[[ TEXT BLOCK, beginning ]]
Here we are again, talking about another unspeakable and terrible tragedy involving a mass shooting when Elliott Rodger killed six people and himself, using a gun, a knife and his BMW as weapons. He was 22. There have been 154 school shooting since Columbine, with 37 in 2014 (so far). This came all to close to home when a few months ago, one student was killed at Purdue and we thought it "could never happen here". Elliott Rodger was being treated for mental illness, and his family new his state of mind was deteriorating and he was getting worse when one of his therapists called the family to check on his well being. Was he taking his medication? As an adult he couldn't be forced to be compliant with his treatment plan. Police actually checked on him and found him to be compliant and "meek and polite" and not fitting the criteria for needing involuntary commitment. Rodger even wrote in his journal that he was concerned he had been found out and he wouldn't be able to exact revenge on his victims because he would be in jail. He had legally purchased all of his guns and ammunition, passing the background check. So what went wrong? Should someone with a mental illness be committed involuntarily? If law enforcement had felt Elliott Rodger didn't meet the criteria for involuntary commitment but still sensed something was wrong, could this tragedy have been prevented?
The following is an article from CNN regarding the divide over involuntary mental health treatment, written by Kirk Siegler.
The attacks near the University of California, Santa Barbara, are renewing focus on programs aimed at requiring treatment for people who are mentally ill as a way to prevent mass shootings and other violence.
In California, a 2002 law allows authorities to require outpatient mental health care for people who have been refusing it. Proponents argue that this kind of intervention could prevent violent acts.
But counties within the state have been slow to adopt the legislation, and mental health professionals are divided over its effects.
Do Family And Friends Know Best?
The story behind Laura's Law begins in 2001. In rural Nevada County, near Lake Tahoe, 19-year-old Laura Wilcox was shot and killed by a 41-year-old man with a history of mental illness. He had walked into the county's behavioral health center and opened fire.
[[ TEXT BLOCK, end ]]
[[ EXCERPTED RECORDS, beginning ]]
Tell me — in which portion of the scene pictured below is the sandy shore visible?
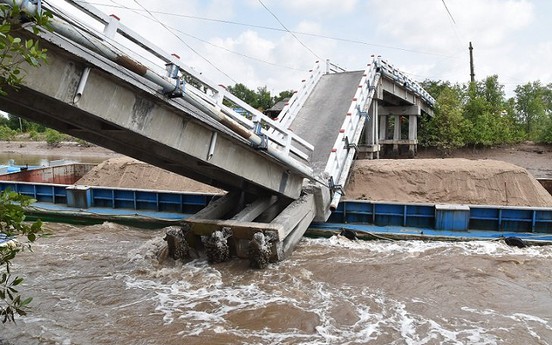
[0,141,122,159]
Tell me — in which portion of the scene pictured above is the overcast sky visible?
[52,0,552,95]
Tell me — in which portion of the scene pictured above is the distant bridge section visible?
[0,0,434,265]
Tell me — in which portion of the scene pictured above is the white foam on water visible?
[461,307,552,344]
[301,236,552,258]
[113,232,550,344]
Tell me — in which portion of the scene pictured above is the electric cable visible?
[134,0,238,84]
[257,0,322,60]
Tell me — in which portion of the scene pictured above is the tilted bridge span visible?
[0,0,434,260]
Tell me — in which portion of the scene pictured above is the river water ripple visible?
[0,223,552,345]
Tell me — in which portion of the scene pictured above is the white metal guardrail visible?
[376,57,435,106]
[324,57,435,210]
[324,59,380,209]
[9,0,314,178]
[278,61,324,128]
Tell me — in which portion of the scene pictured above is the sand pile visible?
[344,158,552,207]
[76,157,223,193]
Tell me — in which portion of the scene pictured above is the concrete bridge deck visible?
[0,0,432,262]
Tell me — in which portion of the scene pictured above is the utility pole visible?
[470,42,475,83]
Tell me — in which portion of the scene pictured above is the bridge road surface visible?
[290,71,364,176]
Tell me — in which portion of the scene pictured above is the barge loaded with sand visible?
[0,157,552,251]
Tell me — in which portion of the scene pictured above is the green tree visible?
[0,191,42,323]
[0,4,51,95]
[0,4,51,323]
[514,81,549,140]
[421,83,467,155]
[464,75,517,147]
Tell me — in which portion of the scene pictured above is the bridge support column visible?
[408,115,418,157]
[393,115,401,156]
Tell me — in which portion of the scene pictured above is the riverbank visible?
[0,141,123,159]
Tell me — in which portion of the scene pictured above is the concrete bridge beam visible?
[[ EXCERPTED RECORDS, end ]]
§ **TASKS AND EXERCISES**
• 1. In the post on the Elliott Rodger shooting, turn the paragraph that starts "The story behind Laura's Law" into a short bulleted list that keeps its main facts.
• 2. Pick up the post on the Elliott Rodger shooting after its final sentence and keep writing.

§ **ANSWERS GIVEN**
• 1.
- Laura's Law traces back to 2001.
- In rural Nevada County, near Lake Tahoe, 19-year-old Laura Wilcox was shot and killed.
- The shooter was a 41-year-old man with a history of mental illness.
- He walked into the county's behavioral health center and opened fire.

• 2.
Tom Anderson was the county's chief public defender at the time and represented the gunman in court. He recalls that the man's family had tried to alert mental health officials numerous times before the shooting.
"[Officials] were declaiming privacy issues and stuff and wouldn't communicate with the family," Anderson says. "He ... started amassing guns and setting up booby traps around his house, and he had this psychosis of he was going to be attacked any minute."
Now Nevada County's presiding judge, Anderson is also a vocal advocate for Laura's Law, which was passed by the state Legislature in 2002. The law allows counties to compel outpatient treatment for people whose family or friends are concerned about their mental state. It's seen as an intermediate step before someone is forced into inpatient psychiatric care.
Anderson says this tool could be one way to prevent future violent incidents, including mass shootings. And, he says, the patients often respond positively.
"The beauty of the program — the wonderment of it to me — is that roughly about 60 percent of the people that they do outreach to, where they go out to intervene after a person has been referred, voluntarily accept services at that time," he says.
A Question Of Rights
So far, only two California counties — Nevada County and Orange County — have gone forward with implementing Laura's Law. And the state hasn't allocated any funding to it.
The legislation is controversial. There are concerns that involuntary treatment could make mentally ill people vulnerable to civil rights abuses.
"You do have to be conscious that even though these people are mentally ill, they do have rights," says Steve Pitman, board president of the Orange County chapter of the National Alliance on Mental Illness.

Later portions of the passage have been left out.